DATA EXCERPTS
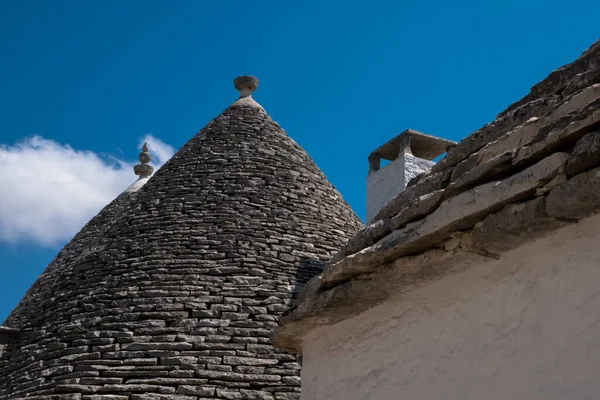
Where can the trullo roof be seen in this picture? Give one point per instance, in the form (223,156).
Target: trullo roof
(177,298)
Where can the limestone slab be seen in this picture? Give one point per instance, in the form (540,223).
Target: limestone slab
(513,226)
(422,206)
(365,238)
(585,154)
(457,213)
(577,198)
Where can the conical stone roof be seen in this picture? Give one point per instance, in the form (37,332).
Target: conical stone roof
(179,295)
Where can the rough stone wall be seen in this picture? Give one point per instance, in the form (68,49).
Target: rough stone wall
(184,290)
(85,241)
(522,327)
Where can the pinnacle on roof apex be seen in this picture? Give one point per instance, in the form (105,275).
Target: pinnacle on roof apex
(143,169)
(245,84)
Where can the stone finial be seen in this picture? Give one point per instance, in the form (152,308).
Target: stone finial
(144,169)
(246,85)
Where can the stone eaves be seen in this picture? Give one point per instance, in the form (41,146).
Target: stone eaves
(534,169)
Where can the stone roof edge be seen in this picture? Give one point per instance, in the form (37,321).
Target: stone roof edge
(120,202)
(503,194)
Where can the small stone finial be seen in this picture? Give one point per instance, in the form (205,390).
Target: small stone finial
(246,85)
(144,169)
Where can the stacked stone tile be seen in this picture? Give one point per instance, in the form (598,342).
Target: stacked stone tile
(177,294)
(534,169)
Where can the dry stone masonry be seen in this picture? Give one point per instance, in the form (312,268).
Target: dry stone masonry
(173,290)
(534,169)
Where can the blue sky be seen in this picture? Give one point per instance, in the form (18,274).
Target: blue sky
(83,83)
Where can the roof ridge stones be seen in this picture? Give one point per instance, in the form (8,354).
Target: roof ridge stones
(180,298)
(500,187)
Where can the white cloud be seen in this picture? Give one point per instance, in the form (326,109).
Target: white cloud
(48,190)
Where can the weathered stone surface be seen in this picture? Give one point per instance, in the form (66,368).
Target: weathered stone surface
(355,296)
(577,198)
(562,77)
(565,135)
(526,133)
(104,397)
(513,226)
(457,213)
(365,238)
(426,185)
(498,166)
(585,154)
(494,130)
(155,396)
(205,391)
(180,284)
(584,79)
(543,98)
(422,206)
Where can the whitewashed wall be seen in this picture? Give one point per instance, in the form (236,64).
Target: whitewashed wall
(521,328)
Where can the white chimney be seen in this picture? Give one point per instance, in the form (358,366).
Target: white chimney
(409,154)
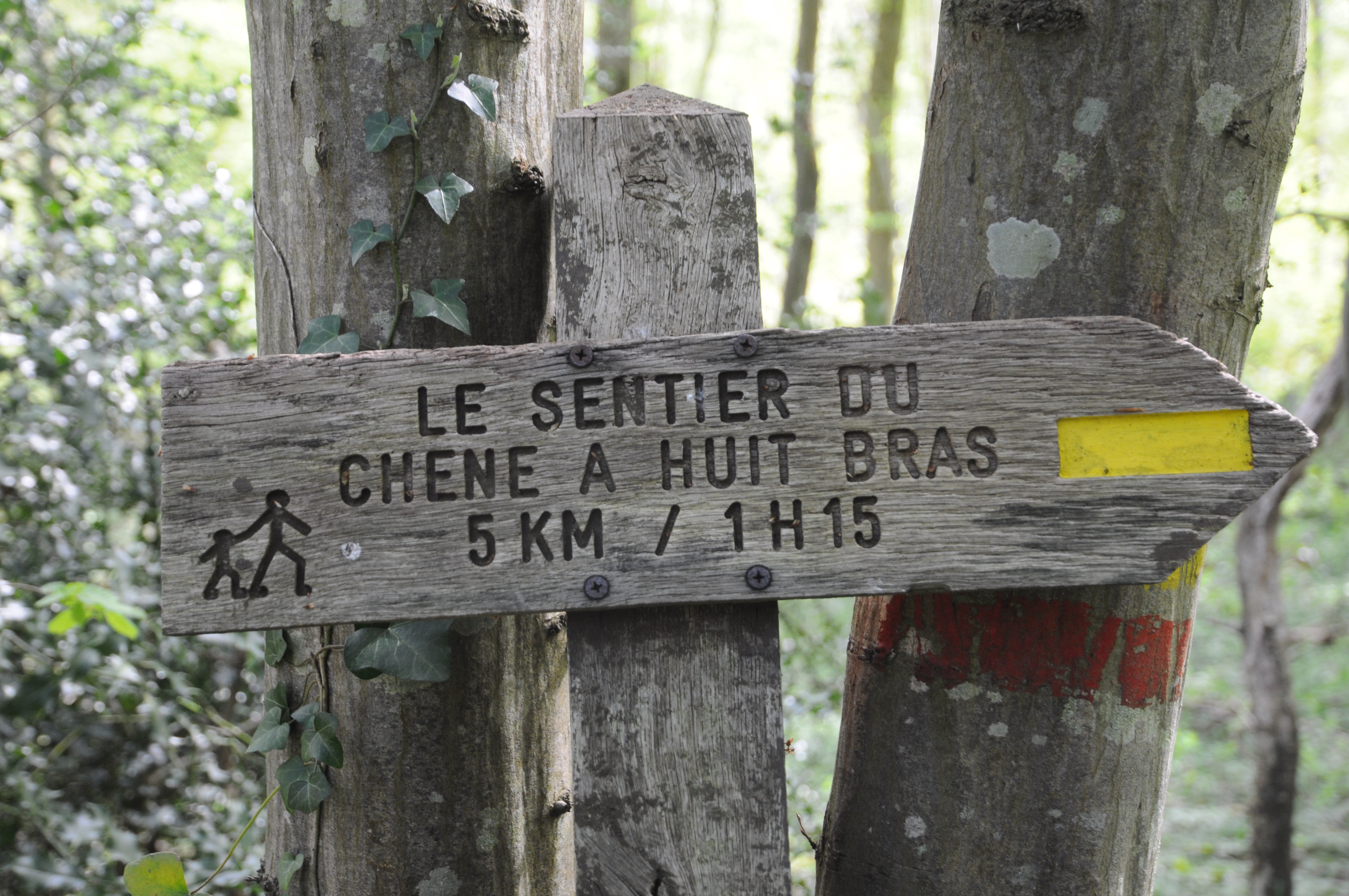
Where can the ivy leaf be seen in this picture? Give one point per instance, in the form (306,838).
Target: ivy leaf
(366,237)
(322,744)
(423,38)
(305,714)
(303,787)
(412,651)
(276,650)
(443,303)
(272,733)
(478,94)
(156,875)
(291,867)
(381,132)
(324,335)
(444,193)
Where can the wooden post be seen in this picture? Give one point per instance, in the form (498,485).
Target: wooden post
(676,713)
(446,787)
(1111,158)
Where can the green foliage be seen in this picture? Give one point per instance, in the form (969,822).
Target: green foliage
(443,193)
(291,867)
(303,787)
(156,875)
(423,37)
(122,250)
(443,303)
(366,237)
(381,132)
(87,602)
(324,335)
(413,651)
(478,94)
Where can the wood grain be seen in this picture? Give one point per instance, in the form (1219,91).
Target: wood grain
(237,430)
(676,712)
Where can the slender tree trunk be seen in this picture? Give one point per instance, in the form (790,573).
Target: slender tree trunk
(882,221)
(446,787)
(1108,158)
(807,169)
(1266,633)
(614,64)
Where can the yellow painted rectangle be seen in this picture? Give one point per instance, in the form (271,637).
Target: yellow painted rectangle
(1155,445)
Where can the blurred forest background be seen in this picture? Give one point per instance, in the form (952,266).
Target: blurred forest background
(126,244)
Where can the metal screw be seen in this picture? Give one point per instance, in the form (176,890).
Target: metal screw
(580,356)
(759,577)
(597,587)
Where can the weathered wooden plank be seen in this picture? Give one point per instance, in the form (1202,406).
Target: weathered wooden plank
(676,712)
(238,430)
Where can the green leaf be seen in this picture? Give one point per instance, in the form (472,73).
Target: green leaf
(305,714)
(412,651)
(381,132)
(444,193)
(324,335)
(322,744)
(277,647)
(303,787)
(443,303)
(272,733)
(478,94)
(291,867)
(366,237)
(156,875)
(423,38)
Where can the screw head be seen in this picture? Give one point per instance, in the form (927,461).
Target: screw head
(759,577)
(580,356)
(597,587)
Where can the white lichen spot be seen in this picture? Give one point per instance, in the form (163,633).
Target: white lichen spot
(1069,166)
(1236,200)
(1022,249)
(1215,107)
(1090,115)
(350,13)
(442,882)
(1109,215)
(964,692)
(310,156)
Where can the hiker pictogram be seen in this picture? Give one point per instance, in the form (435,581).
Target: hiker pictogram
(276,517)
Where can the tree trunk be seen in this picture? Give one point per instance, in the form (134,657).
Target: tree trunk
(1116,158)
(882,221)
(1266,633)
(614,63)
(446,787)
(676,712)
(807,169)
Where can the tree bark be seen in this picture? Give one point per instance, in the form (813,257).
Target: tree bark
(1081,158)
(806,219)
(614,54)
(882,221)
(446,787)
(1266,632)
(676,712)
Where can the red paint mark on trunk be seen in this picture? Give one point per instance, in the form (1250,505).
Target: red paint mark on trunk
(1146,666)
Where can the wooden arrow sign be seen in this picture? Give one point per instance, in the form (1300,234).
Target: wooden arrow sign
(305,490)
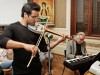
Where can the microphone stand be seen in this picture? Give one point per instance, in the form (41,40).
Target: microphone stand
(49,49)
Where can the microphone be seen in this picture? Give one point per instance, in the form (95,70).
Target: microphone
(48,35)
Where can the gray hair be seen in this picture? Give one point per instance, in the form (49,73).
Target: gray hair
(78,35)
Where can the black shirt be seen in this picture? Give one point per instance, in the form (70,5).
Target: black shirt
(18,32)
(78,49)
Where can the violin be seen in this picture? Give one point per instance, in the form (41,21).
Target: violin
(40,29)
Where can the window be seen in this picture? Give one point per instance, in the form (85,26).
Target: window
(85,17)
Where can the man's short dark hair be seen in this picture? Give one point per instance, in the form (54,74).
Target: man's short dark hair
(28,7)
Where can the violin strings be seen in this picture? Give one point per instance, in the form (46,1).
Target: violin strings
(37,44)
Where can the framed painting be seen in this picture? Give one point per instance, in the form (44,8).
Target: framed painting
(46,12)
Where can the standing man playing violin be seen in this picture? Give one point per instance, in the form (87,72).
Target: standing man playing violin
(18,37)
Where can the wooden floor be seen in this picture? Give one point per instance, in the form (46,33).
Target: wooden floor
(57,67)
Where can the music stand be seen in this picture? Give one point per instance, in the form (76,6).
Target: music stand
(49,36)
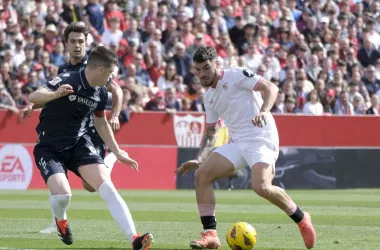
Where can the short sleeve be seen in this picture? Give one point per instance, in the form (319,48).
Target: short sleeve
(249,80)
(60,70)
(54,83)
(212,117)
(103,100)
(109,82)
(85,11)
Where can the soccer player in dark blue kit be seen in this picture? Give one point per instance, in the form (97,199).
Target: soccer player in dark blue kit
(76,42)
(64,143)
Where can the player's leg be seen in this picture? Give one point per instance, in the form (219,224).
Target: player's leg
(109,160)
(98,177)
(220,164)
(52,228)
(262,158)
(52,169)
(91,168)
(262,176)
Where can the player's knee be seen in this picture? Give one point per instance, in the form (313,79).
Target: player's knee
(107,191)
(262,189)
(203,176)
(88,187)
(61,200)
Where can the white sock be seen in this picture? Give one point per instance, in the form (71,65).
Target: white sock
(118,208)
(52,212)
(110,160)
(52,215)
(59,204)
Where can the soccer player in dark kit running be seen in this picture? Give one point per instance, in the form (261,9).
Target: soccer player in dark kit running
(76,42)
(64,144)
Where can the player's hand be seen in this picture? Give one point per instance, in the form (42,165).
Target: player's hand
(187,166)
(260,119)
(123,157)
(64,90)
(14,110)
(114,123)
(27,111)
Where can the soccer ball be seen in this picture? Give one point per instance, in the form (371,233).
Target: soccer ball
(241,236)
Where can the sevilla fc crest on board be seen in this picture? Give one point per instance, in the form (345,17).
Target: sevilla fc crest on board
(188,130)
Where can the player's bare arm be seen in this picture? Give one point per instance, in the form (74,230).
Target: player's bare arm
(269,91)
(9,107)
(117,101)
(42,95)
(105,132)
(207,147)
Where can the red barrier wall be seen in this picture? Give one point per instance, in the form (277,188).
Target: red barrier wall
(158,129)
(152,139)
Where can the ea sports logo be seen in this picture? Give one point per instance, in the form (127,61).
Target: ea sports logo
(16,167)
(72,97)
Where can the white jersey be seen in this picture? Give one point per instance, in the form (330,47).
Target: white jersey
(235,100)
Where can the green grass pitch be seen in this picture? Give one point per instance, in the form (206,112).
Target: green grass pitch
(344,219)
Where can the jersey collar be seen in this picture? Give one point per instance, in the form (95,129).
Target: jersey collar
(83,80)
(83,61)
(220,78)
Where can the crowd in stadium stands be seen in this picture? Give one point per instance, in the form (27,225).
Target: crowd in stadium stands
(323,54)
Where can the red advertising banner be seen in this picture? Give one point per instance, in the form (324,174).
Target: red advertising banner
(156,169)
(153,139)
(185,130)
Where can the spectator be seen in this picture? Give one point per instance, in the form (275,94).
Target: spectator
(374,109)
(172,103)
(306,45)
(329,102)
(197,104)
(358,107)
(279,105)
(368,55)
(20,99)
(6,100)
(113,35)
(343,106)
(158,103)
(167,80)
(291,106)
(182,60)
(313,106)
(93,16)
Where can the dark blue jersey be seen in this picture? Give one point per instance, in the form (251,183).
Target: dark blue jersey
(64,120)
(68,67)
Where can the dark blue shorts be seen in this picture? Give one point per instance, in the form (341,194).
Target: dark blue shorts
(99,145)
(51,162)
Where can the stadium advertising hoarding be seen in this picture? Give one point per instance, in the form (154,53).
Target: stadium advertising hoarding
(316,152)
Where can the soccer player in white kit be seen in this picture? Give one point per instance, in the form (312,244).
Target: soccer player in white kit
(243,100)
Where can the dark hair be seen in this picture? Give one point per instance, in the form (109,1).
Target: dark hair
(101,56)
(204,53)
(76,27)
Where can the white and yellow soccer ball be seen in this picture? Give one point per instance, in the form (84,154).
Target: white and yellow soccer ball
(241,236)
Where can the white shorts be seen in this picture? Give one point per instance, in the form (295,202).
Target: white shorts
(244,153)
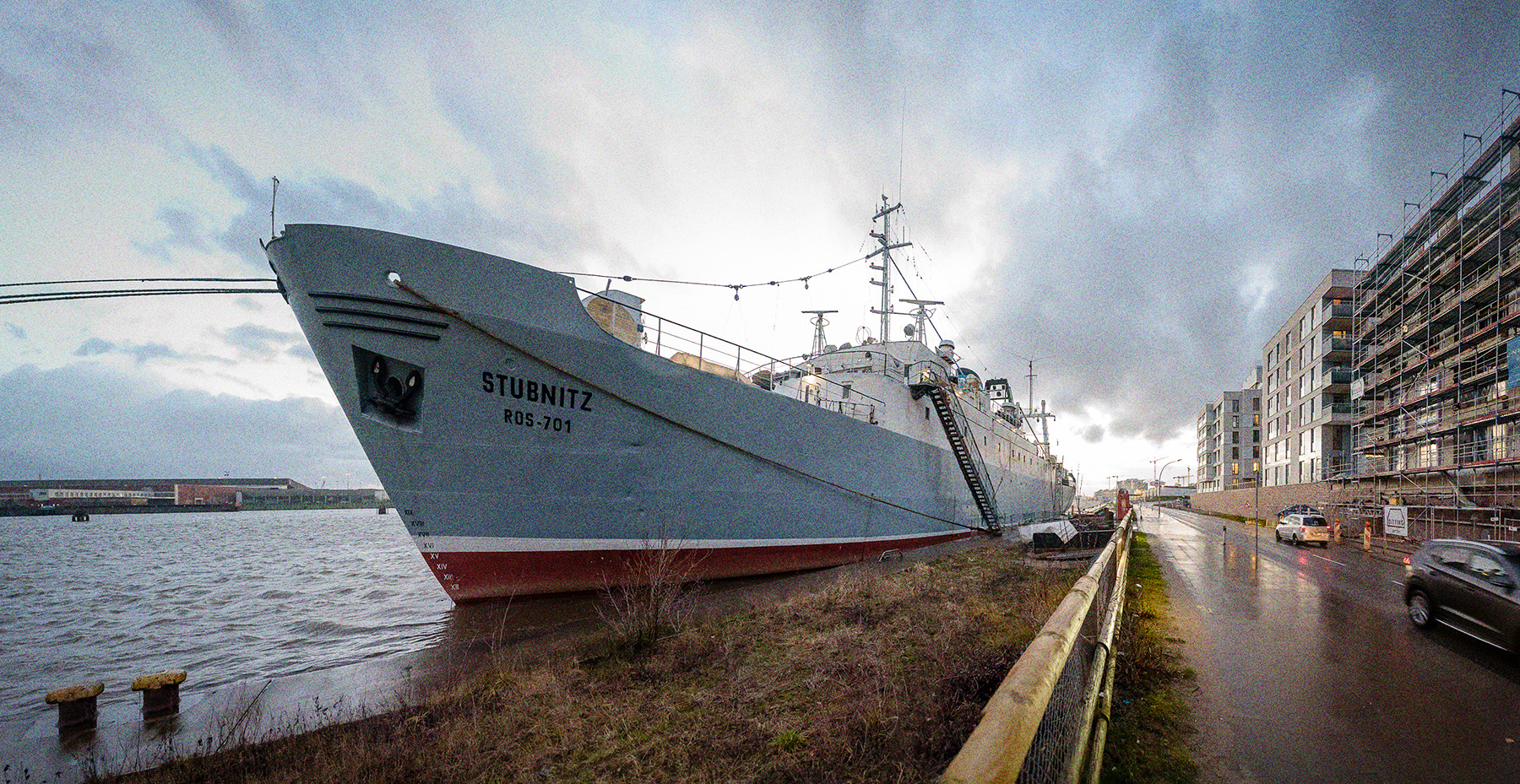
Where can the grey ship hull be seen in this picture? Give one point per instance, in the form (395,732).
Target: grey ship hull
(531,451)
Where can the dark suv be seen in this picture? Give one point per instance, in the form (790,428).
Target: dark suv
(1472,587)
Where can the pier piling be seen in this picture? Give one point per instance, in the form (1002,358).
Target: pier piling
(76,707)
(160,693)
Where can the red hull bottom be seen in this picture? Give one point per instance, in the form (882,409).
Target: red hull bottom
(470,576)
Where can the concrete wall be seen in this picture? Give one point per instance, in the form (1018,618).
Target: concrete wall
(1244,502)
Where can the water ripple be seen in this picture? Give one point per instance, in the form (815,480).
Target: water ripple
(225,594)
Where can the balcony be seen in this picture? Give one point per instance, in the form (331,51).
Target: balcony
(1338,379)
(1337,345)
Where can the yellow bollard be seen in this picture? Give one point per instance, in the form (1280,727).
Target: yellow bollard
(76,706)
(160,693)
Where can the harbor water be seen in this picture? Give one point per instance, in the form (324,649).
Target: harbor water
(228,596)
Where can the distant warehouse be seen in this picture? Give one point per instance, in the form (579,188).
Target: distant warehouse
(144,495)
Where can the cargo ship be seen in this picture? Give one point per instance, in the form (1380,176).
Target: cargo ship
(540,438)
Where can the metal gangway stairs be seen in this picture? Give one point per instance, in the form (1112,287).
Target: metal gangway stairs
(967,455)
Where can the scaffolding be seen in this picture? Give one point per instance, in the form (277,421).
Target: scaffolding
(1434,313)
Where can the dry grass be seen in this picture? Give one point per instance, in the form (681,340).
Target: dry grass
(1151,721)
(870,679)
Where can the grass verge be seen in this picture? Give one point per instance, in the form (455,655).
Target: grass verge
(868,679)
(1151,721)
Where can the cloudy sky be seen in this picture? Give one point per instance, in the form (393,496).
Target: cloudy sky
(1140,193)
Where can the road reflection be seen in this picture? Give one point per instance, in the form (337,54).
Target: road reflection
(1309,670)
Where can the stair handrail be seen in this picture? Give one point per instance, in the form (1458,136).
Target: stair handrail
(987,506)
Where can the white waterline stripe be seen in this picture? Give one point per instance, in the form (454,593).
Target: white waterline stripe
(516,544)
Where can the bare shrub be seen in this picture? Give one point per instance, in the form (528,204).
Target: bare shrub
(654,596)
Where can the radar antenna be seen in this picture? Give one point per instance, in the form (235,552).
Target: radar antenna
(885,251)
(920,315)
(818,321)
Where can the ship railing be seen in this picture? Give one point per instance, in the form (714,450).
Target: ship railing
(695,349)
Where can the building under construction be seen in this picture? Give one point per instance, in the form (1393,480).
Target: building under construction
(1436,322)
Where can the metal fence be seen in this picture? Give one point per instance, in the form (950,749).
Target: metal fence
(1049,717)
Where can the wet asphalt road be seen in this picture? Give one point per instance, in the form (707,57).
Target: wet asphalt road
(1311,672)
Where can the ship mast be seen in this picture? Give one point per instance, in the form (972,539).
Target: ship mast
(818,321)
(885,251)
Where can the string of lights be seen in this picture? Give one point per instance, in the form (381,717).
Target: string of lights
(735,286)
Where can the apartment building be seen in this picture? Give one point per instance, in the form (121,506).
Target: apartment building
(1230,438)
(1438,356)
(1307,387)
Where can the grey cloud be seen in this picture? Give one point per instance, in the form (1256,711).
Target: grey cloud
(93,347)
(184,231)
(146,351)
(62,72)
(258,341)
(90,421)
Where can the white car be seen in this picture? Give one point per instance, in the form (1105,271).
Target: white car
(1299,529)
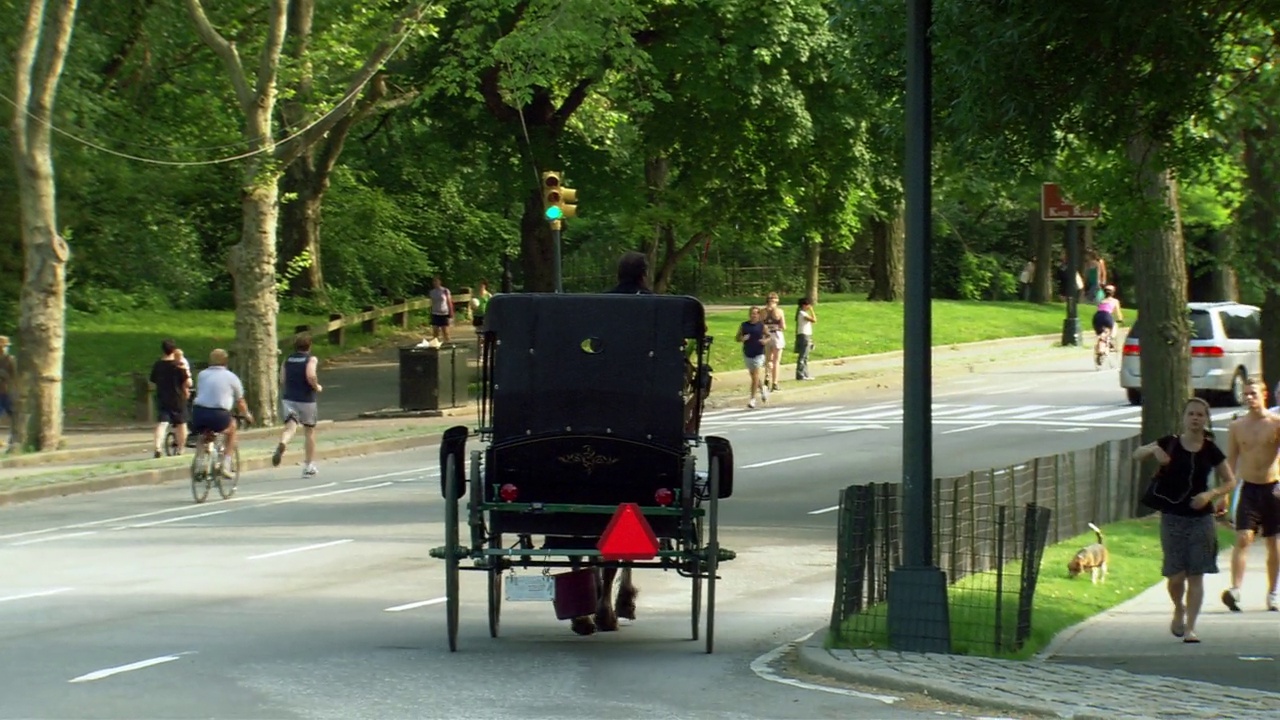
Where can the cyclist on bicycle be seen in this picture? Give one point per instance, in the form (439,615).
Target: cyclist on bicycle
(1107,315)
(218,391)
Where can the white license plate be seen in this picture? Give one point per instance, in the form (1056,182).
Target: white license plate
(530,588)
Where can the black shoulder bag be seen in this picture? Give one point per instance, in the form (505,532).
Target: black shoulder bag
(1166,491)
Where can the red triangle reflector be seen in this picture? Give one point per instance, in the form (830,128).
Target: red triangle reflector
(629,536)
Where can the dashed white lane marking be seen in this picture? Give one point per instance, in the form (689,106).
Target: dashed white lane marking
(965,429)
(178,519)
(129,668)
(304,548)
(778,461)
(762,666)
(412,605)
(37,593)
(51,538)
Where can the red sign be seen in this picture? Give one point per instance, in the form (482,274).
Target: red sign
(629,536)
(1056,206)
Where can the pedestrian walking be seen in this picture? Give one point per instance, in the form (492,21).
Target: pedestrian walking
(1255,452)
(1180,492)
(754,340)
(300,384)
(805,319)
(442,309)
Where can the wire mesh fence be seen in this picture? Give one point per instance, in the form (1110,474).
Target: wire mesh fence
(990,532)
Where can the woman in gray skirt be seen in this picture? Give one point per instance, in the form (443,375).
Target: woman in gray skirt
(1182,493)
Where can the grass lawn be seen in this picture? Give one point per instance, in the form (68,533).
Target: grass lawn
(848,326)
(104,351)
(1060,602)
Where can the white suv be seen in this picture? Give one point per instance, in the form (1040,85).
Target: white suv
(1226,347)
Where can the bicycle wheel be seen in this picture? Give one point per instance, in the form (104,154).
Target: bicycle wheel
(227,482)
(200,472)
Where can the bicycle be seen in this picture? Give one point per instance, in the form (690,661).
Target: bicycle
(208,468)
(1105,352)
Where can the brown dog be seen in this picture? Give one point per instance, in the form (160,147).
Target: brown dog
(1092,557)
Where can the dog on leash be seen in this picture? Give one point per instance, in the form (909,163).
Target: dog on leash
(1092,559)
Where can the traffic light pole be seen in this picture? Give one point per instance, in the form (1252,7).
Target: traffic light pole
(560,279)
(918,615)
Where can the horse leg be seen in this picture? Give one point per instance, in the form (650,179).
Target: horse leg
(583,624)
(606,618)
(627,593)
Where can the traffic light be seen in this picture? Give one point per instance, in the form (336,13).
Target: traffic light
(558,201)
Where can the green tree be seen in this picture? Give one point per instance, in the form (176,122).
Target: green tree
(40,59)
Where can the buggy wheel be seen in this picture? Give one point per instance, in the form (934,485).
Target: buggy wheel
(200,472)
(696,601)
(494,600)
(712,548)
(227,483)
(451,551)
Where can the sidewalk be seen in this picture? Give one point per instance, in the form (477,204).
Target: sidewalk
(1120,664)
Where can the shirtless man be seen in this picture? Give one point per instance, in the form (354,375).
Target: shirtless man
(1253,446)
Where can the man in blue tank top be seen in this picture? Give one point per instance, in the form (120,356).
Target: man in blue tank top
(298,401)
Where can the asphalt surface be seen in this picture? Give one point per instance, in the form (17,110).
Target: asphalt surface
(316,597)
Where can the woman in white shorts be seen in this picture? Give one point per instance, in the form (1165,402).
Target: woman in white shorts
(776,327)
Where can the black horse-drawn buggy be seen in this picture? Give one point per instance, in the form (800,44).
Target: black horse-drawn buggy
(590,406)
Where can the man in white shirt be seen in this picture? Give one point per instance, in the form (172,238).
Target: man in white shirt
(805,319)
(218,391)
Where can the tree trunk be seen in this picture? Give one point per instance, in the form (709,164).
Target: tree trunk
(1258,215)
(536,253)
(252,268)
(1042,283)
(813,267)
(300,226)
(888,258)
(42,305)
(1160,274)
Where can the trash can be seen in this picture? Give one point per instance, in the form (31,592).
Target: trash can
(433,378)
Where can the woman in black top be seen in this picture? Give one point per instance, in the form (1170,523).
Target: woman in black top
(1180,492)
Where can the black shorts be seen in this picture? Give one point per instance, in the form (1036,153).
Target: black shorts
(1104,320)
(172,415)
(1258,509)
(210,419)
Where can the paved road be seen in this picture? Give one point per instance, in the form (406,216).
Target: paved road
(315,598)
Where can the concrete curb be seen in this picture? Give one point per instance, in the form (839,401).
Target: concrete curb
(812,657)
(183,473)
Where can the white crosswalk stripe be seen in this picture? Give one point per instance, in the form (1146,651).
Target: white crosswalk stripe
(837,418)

TASK DESCRIPTION
Repeat exactly, and only, the lines from the line with "Where can the woman in white" through the end of the listing above, both ends included.

RESPONSE
Where can the woman in white shorts be seen in this picture? Give one point per instance, in the form (1165,402).
Target: woman in white shorts
(776,327)
Where can the black horse-drawn buggy be seen in this picture? Give one point per instance, in the form (800,44).
Target: black horse-drawn buggy
(590,406)
Where can the man in white shirt be seen in this picture? Give one point per instance, in the form (172,238).
Target: man in white shirt
(805,319)
(218,391)
Where can the tree trunk be seen in this picture? Give one point per instance, in the form (709,164).
Target: tree trunk
(1258,215)
(536,253)
(252,268)
(1042,283)
(813,267)
(300,226)
(888,258)
(42,305)
(1160,274)
Where can the trash can be seen in this picture? Give one point per instance, in the form (31,592).
Target: trash can
(433,378)
Where can the woman in black top be seen in this picture? Give one point per instance, in the form (1170,523).
Target: woman in black top
(1180,492)
Where can the black shorts be seen in this picture? Give one point per instance, in the form (1036,153).
Target: black shorts
(1104,320)
(172,415)
(1258,509)
(210,419)
Where can the paved road be seen in this picture? Give one point per instance, in the form (406,216).
Target: paved road
(315,598)
Where can the concrete curb be seen in this picture? Give one point per instance, in the form (839,401).
Target: concrete curb
(812,657)
(183,473)
Where can the white crosswalk stripe be seen in this picture? Give one point per instance, in the form (1146,651).
Target: white crosswalk stripe
(837,418)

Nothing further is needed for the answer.